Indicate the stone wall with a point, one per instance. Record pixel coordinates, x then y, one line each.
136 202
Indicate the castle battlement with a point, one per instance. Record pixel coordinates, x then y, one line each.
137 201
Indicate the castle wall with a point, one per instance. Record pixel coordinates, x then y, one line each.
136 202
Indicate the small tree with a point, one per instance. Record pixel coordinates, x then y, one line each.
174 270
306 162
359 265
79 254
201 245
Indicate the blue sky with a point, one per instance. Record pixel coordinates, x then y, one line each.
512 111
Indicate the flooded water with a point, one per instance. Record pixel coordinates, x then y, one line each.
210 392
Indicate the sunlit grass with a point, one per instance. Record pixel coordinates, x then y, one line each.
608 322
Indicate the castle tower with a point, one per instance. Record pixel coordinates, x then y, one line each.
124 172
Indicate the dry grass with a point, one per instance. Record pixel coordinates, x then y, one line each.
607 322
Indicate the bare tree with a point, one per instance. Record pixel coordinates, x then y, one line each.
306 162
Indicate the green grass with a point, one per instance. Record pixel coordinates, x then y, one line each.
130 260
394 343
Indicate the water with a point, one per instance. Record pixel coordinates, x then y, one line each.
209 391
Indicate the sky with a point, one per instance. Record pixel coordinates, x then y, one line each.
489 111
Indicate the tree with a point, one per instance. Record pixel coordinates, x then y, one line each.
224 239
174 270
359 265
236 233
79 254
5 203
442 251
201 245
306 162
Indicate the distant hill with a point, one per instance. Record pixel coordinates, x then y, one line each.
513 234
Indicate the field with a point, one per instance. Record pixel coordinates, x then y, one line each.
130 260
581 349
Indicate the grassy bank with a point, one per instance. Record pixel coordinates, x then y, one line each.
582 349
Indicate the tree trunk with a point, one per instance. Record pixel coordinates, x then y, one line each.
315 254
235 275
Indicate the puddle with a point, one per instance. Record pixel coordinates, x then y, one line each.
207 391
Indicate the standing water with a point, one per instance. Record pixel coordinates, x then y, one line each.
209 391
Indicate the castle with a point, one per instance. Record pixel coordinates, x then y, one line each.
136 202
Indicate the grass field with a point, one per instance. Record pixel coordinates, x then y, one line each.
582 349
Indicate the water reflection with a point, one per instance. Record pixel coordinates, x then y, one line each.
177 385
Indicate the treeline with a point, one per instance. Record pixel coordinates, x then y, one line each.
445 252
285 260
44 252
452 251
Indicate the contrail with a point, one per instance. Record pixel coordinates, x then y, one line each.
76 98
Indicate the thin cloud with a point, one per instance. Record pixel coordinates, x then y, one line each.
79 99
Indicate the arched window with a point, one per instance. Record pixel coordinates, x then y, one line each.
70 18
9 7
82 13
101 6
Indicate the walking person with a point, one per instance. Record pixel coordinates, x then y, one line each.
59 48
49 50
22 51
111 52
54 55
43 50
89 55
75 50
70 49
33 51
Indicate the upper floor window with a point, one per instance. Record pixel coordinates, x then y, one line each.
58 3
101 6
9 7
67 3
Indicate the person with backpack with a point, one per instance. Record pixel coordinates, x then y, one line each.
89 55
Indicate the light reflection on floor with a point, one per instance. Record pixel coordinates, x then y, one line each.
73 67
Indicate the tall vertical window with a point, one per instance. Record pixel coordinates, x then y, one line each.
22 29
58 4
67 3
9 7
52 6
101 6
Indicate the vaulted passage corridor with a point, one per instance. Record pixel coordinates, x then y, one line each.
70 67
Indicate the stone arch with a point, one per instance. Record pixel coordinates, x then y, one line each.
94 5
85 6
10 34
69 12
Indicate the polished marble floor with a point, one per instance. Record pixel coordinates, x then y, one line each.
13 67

### What you should do
Turn the items above into a two-column CSV with the headers instruction and points, one row per item. Put each item's text and its answer in their own quoted fields, and replace line breaks with spaces.

### Exercise response
instruction,points
"Indicate the stone wall with a point, one per instance. Record pixel coordinates, x then y, one line each.","136 202"
"Indicate the castle battlement with a point, one per instance. Record pixel coordinates, x then y, one line each.","137 201"
"Indicate the castle wall with a point, one per instance. Record pixel coordinates, x then y, one line each.","136 202"
"Indicate the small tree with a point, one per instance. Record pixel coordinates, x then y, one line each.","174 270 306 162 359 265 79 254 201 245"
"Indicate the blue sky with a point, one per instance. Record pixel coordinates, x then y, one line each.","512 111"
"Indicate the flooded water with a point, one per instance. Record pixel coordinates, x then y, one line each.","210 392"
"Indicate the sunlit grass with a point, one per instance. Record pixel coordinates, x then y, one line each.","608 322"
"Indicate the castle tower with a point, one per instance. Record pixel coordinates, x then y, one line each.","124 172"
"Indicate the dry grass with a point, one per instance. Record pixel coordinates, x then y, one line each.","607 322"
"Indicate the bare tree with a point, one per instance. Record pixel coordinates, x then y, one line each.","306 162"
"Indicate the green grass with a point, one per instance. Record pixel coordinates, x then y, one line each.","130 260 394 343"
"Indicate the water with a point, one per instance. Record pixel coordinates, x then y, one line each.","209 391"
"Indicate the sky with a point, one per instance. Record pixel coordinates, x then y, one line each.","489 111"
"Indicate the tree with a point, one per instance. Record pixel coordinates, x then y, one line each.","224 239 174 270 359 265 236 233 79 254 5 203 442 251 201 245 306 162"
"Indicate the distant hill with a point, one per instance. Record pixel coordinates, x then y, one line each.","513 234"
"Indicate the field with a point, one per instance. Record pixel coordinates, x then y, one line each.","130 260 581 349"
"Indicate the grassy bank with a point, one per instance. Record pixel coordinates, x then y, one line each.","582 349"
"Indicate the tree trunk with a point, one per instance. Record pixel coordinates, x then y, one line each.","315 254 235 275"
"Indicate the puddle with a point, one per instance. Record pixel coordinates, x then y, one line each.","207 391"
"Indicate the standing water with a point, one per instance. Record pixel coordinates, x then y, one line each.","209 391"
"Indicate the castle with a point, one per instance. Record pixel coordinates, x then y, one line each.","136 202"
"Indicate the grass field with a point, one per instance. Record pixel coordinates, x then y, one line each.","582 349"
"Indicate the water reflection with a point, one per instance. Record pixel coordinates, x then y, one line each.","177 385"
"Indicate the treeline with a point, one per instance. Record pixel coordinates, x then y, one line each.","445 252 285 260 44 252 452 251"
"Indicate the contrail with a point, one per instance. Record pixel coordinates, x then y, one line each.","76 98"
"Indicate the thin cloud with a point, one per instance. Record pixel coordinates, x then y, one line each.","79 99"
"Indicate the arched window with a point, one per instance. Record pixel coordinates, x then y, one line each.","70 18 9 7 82 13 101 6"
"Indicate the walking person with a point, one per instance. Record pixel coordinates, x then y, one line each.","59 48 49 50 22 51 111 52 54 55 43 50 89 55 75 50 70 49 33 51"
"Indicate the upper floor window with a point, one per instance. Record pixel coordinates, x then y, one line each.","58 3 101 6 9 7 67 3"
"Indicate the person with backpack with a point, one per instance. Record pixel coordinates, x then y, one line each.","89 55"
"Indicate the light reflection on floor with a point, one per instance. Record pixel coordinates, x then y, one line each.","73 67"
"Indicate the tall vertical window with a point, one per instance. Record pixel coordinates, x then y, one line each.","22 29 58 4 67 3 9 7 52 6 101 6"
"Indicate the vaulted passage corridor with a point, one per instance. Record pixel coordinates, x then y, one line each.","70 67"
"Indicate the stone arch with a point, one per instance. Record pixel coordinates, x then y, one line each.","94 5 85 6 10 34 69 12"
"Indicate the polished marble floor with a point, one per instance. Record pixel coordinates, x then y, one line each.","13 67"